• **Brief**:
Copy the data starting at the line containing "Indicate the thick" and ending at the end of the data, requests included, and adjust every point coordinate in the answers by adding -99 to it. Leave out everything before that line.

[Point placement data]

= = =

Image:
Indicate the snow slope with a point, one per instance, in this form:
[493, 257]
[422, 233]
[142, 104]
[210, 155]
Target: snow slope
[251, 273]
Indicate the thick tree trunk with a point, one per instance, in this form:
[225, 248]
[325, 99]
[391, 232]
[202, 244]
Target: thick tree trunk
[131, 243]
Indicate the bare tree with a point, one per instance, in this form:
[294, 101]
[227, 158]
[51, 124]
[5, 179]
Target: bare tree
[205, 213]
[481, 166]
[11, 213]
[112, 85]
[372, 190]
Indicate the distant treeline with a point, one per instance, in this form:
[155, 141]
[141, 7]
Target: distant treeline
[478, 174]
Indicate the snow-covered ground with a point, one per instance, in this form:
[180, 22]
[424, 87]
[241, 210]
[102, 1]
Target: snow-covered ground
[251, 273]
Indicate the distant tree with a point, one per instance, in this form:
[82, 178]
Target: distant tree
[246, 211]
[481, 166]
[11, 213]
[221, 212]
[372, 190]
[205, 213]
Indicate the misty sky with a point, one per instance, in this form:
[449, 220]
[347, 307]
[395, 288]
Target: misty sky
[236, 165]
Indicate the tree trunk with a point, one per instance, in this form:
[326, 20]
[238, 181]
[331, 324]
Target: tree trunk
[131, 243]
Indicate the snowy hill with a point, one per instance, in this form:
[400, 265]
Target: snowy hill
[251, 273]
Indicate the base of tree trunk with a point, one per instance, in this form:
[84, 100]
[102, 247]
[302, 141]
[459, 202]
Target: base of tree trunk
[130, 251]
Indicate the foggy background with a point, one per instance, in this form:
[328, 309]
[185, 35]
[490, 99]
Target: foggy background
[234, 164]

= = =

• **Full solution**:
Indicate the thick tree trunk with a point, one per instance, in this form:
[225, 248]
[325, 99]
[391, 232]
[202, 244]
Target: thick tree trunk
[32, 144]
Indicate the bare tree with a point, one per instance, in this form:
[294, 101]
[227, 158]
[51, 124]
[5, 179]
Target: bare tree
[106, 114]
[382, 67]
[-88, 114]
[13, -14]
[273, 91]
Indicate the distant treeline with a point, one per instance, in this form:
[155, 141]
[141, 7]
Target: distant treeline
[379, 75]
Indicate the snow-covered ground with a point, one per instance, in this form:
[180, 22]
[424, 87]
[241, 210]
[102, 1]
Target: snow-covered ground
[152, 174]
Indicate the distant tree with a point, one per instance, in this form:
[82, 178]
Target: distant tree
[147, 112]
[382, 67]
[-88, 114]
[122, 113]
[273, 91]
[106, 114]
Indicate the misty sky with a point, one per instance, in this form:
[449, 220]
[347, 307]
[395, 288]
Target: misty sky
[137, 66]
Indicate the tree trunk with a point, one per instance, in this form:
[326, 20]
[238, 181]
[331, 324]
Target: tree trunk
[32, 144]
Indicate the snowy hill with a point, one per instance, in this form:
[400, 265]
Target: snowy hill
[152, 174]
Indicate the base of tree trunk with a point, one per instance, in this form:
[84, 100]
[102, 247]
[302, 141]
[459, 202]
Target: base of tree trunk
[31, 152]
Indicate the foggy background with a point, one per instance, in this form:
[328, 309]
[185, 35]
[490, 99]
Target: foggy background
[135, 65]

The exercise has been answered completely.